_Given exercise_: Can you print all of the data below line for line, leaving out the pictures?

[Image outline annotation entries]
+===+
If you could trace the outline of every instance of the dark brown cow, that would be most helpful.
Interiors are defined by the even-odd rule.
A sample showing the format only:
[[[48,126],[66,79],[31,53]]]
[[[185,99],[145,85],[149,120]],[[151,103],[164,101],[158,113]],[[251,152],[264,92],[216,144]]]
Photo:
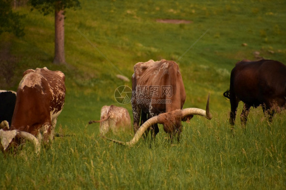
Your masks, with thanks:
[[[13,144],[19,144],[23,137],[33,141],[37,148],[39,141],[50,142],[65,91],[65,75],[61,71],[46,68],[25,71],[18,87],[11,125],[0,130],[4,150],[12,140]]]
[[[103,137],[116,143],[132,146],[135,144],[140,138],[141,138],[143,134],[144,134],[151,126],[154,124],[158,123],[162,124],[164,126],[166,126],[169,128],[169,129],[171,129],[173,131],[175,131],[177,127],[177,123],[178,121],[180,121],[182,118],[186,117],[193,116],[193,115],[198,115],[204,116],[208,119],[211,119],[212,118],[212,115],[210,113],[209,100],[210,94],[209,94],[206,110],[193,108],[185,108],[183,110],[177,109],[169,112],[161,113],[158,115],[150,118],[140,126],[135,134],[133,138],[129,142],[123,142],[113,140],[104,136],[103,136]]]
[[[244,102],[241,121],[246,123],[251,106],[262,106],[269,114],[269,121],[275,111],[286,104],[286,66],[273,60],[262,59],[237,63],[232,71],[230,89],[223,93],[231,102],[230,122],[234,125],[239,101]]]
[[[0,123],[6,120],[11,124],[16,103],[16,94],[14,91],[0,90]]]
[[[162,59],[138,62],[134,67],[131,100],[133,115],[133,130],[136,133],[148,119],[162,113],[182,109],[186,100],[186,92],[178,65],[173,61]],[[190,116],[189,116],[190,117]],[[171,139],[182,130],[181,121],[175,125],[164,125],[164,130]],[[174,127],[175,126],[175,127]],[[158,124],[151,128],[151,137],[159,132]],[[148,131],[147,131],[148,133]]]
[[[100,131],[105,135],[110,130],[116,133],[119,130],[130,130],[131,120],[128,111],[123,107],[111,105],[104,106],[100,111],[100,120],[92,120],[89,124],[100,122]]]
+===+
_Final result_:
If you could trace the outline of every instance of the dark brown cow, that would be most helpful.
Interiors are defined by the even-odd rule.
A sample showing the format only:
[[[48,126],[66,79],[31,53]]]
[[[185,99],[145,85],[149,120]],[[151,103],[164,101],[158,113]],[[251,152],[264,92],[216,144]]]
Photo:
Your masks, with thanks:
[[[13,144],[19,144],[23,137],[33,141],[37,148],[39,141],[50,142],[65,91],[65,75],[61,71],[46,68],[25,71],[18,87],[11,125],[0,130],[4,150],[12,140]]]
[[[103,137],[116,143],[132,146],[135,144],[140,138],[141,138],[143,134],[144,134],[151,126],[154,124],[158,123],[162,124],[164,126],[166,126],[169,128],[169,129],[171,129],[173,131],[175,131],[177,127],[177,123],[178,121],[180,121],[182,118],[186,117],[193,116],[193,115],[198,115],[204,116],[208,119],[211,119],[212,118],[212,115],[210,113],[209,100],[210,94],[209,94],[206,110],[193,108],[185,108],[183,110],[177,109],[169,112],[161,113],[158,115],[150,118],[140,126],[135,134],[133,138],[129,142],[123,142],[113,140],[104,136],[103,136]]]
[[[244,102],[241,121],[246,123],[251,106],[262,106],[269,114],[269,121],[275,111],[286,104],[286,66],[273,60],[262,59],[237,63],[232,71],[230,89],[223,93],[231,102],[230,122],[234,125],[239,101]]]
[[[0,123],[6,120],[11,124],[16,103],[16,94],[14,91],[0,90]]]
[[[162,59],[138,62],[134,67],[131,100],[133,115],[133,130],[136,133],[148,119],[162,113],[182,109],[186,100],[186,92],[178,65],[173,61]],[[190,116],[189,116],[190,117]],[[171,139],[182,130],[181,121],[175,125],[164,125],[164,130]],[[174,127],[175,126],[175,127]],[[158,124],[151,128],[151,137],[159,132]],[[148,131],[147,131],[148,133]]]
[[[100,131],[105,135],[110,130],[116,133],[119,130],[130,130],[131,120],[128,111],[123,107],[111,105],[104,106],[100,111],[100,120],[92,120],[89,124],[100,122]]]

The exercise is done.